#### [Tasks to complete]
1) In the Japan history text, list every development the author says the following chapter will show.
2) Carry on the Japan history text, picking up right after its last sentence.

#### [Selected text]
Whatever may be said about the soundness of the above speculation, it is certain that in the great councils of Kuges and Daimios and in the discussions of the Samurai, which the advent of the foreigners called into being, lay the germ of the future constitutional parliament of Japan.

[Footnote 1: Genje Yume Monogatari. Translated by Mr. Ernest Satow, and published in the columns of the Japan Mail.]

[Footnote 2: The original gives names of some prominent officials thus summoned.]

[Footnote 3: This is also quoted in F.O. Adams's History of Japan, Vol. I., p. 109. I have compared the passage with the original and quote here with some modifications in the translation.]

[Footnote 4: Jo-i means to expel the barbarians; Kai-Koku means to open the country.]

[Footnote 5: Given also in Kai-Koku Simatsu, p. 166; Ansei-Kiji, pp. 219, 220.]

[Footnote 6: Life of Ii Nawosuke Tokyo, 1888.]

[Footnote 7: Dickson's Japan, p. 454.]

[Footnote 8: American Executive Document, Diplomatic Correspondence, Part 3, 1865-66, p. 233, 1st Sess. 39th Cong.]

[Footnote 9: American Executive Document, Diplomatic Correspondence, Part 3, 1864-65, p. 502, 2d Sess. 38th Cong.]

[Footnote 10: See Ansei-Kiji, pages 1, 3, 57, 59, 61, 174, 192, 352; Bosin-Simatsu, Vol. II., pp. 4, 69; Vol. III., pp. 379, 414; Vol. IV., pp. 121, 152.]

[Footnote 11: American Executive Document, Diplomatic Correspondence, Part 3, 1864-65, p. 486, 3d Sess. 38th Cong.]

[Footnote 12: Principles of Sociology, p. 540.]



In the last chapter we have noticed what a commotion had been caused in Japan by the sudden advent of Commodore Perry, how the councils of Kuges and Daimios were called into spontaneous life by the dread of foreigners and by the sense of national weakness, and how the bombardments of Kagoshima and Shimonosheki tested these fears and taught the necessity of national union. I have remarked that free government is not necessarily the sole heritage of the Aryan race, but that the presence of foreigners, the change of the military form of society into the industrial form, the increase in importance of the individual in the community, are sure to breed a free and representative system of government.

In the following chapter we shall see the downfall of the Shogunate, the restoration of the imperial power to its pristine vigor, and the destruction of feudalism.

#### [Dataset]
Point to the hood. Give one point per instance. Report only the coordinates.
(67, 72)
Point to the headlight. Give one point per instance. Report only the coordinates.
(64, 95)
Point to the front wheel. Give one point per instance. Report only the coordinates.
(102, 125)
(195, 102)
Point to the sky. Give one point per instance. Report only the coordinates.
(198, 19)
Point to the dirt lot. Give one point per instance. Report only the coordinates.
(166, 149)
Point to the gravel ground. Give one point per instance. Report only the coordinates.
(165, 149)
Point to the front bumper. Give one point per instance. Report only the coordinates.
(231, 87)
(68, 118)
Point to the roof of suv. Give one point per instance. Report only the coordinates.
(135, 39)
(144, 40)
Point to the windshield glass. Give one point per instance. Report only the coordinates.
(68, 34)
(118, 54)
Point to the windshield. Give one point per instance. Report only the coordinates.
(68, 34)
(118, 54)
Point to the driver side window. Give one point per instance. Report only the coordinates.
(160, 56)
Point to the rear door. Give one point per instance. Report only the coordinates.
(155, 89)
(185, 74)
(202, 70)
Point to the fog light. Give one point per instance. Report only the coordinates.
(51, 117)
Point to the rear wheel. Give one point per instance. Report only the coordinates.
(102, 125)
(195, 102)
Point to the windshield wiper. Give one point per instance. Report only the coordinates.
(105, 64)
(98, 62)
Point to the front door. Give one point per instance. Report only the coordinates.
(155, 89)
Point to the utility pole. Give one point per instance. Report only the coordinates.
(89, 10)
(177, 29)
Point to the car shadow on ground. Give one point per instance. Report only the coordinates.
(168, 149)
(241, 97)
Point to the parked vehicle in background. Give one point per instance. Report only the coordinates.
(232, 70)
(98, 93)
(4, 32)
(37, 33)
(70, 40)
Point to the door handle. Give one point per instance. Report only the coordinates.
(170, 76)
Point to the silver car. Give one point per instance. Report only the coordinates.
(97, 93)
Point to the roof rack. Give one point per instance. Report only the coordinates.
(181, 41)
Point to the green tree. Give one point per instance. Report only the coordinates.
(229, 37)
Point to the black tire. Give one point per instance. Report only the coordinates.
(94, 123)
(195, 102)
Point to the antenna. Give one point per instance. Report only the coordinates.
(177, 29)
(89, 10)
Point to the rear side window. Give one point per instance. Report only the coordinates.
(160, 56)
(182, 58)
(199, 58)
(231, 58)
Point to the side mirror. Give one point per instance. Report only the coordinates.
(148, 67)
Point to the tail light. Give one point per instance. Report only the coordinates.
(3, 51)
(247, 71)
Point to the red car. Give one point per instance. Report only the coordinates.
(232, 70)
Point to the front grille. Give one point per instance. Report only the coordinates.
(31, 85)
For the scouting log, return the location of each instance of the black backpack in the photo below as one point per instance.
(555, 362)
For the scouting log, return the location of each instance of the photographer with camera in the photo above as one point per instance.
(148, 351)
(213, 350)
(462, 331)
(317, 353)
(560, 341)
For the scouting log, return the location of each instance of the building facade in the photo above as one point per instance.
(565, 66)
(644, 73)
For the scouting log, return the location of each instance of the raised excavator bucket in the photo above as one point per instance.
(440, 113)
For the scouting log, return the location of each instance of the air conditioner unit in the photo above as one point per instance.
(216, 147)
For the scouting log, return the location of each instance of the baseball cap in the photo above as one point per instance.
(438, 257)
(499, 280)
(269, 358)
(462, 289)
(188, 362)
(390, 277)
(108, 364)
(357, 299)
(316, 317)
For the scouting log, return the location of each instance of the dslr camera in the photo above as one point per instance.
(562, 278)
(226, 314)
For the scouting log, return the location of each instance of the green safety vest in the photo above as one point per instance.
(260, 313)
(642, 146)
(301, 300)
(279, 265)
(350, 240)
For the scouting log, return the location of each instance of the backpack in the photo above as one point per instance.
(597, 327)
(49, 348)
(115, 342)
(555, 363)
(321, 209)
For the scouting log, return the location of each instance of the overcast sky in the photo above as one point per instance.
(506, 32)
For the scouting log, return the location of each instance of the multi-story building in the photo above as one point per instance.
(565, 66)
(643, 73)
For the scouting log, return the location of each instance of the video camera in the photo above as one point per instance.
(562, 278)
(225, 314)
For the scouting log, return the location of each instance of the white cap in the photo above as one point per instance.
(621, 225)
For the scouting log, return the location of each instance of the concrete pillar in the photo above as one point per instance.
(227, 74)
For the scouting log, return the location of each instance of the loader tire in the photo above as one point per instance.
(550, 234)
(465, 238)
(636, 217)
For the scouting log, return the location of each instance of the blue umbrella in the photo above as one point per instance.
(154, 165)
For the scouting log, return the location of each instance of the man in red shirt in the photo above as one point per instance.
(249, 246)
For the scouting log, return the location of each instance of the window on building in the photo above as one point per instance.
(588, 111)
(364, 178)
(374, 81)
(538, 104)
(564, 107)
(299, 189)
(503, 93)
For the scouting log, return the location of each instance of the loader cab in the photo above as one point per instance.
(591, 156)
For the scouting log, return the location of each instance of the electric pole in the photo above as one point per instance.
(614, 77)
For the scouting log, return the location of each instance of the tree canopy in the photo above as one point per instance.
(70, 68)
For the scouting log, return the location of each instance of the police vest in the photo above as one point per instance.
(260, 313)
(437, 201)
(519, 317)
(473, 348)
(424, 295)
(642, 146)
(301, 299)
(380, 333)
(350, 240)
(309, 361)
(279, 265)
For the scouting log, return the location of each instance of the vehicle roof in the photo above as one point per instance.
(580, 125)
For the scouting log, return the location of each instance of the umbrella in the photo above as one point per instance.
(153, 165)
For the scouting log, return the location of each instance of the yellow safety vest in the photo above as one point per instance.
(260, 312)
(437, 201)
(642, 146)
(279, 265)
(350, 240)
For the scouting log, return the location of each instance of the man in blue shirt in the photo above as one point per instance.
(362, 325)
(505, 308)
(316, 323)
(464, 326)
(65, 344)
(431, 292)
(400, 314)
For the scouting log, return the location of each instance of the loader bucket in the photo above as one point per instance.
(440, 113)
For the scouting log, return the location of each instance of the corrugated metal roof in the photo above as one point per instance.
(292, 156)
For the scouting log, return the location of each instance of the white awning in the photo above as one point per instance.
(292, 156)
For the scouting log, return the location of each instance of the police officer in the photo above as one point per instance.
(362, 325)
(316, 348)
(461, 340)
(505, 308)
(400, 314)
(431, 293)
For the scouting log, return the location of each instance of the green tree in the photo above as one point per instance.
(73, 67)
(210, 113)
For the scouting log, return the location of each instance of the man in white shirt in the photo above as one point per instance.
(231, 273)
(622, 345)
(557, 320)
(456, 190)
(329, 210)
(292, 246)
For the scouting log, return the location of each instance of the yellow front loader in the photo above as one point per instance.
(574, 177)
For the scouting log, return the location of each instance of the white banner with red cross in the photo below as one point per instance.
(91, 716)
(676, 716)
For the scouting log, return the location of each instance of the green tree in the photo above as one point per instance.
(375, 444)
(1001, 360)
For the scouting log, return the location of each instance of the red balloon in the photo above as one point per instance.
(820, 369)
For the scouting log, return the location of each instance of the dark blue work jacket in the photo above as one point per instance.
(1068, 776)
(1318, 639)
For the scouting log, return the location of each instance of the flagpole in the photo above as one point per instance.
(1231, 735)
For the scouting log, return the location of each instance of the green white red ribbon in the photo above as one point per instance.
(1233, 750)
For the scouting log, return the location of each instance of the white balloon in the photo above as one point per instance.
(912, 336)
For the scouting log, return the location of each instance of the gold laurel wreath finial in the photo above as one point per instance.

#### [Exercise results]
1)
- The downfall of the Shogunate
- The restoration of the imperial power to its pristine vigor
- The destruction of feudalism

2)
"The study of constitutional history is essentially a tracing of causes and consequences," says Bishop Stubbs, "not the collection of a multitude of facts and views, but the piecing of links of a perfect chain."

I shall therefore not dwell upon the details of the events which led to the downfall of the Shogunate, but immediately enter into an inquiry concerning the causes.

Three causes led to the final overthrow of the Shogunate:

I. The Revival of Learning. The last half of the eighteenth and the first half of the present century witnessed in Japan an unusual intellectual activity. The long peace and prosperity of the country under the rule of the Tokugawa dynasties had fostered in every way the growth of literature and art. The Shoguns, from policy or from taste, either to find a harmless vent for the restless spirit of the Samura or from pure love of learning, have been constant patrons of literature. The Daimios, too, as a means of spending their leisure hours when they were not out hawking or revelling with their mistresses, gave no inattentive ear to the readings and lectures of learned men. Each Daimioate took pride in the number and fame of her own learned sons. Thus throughout the country eminent scholars arose. With them a new era of literature dawned upon the land. The new literature changed its tone. Instead of the servility, faint suggestiveness, and restrained politeness characteristic of the literature from the Gen-hei period to the first half of the Tokugawa period, that of the Revival Era began to wear a bolder and freer aspect. History came to be recorded with more truthfulness and boldness than ever before.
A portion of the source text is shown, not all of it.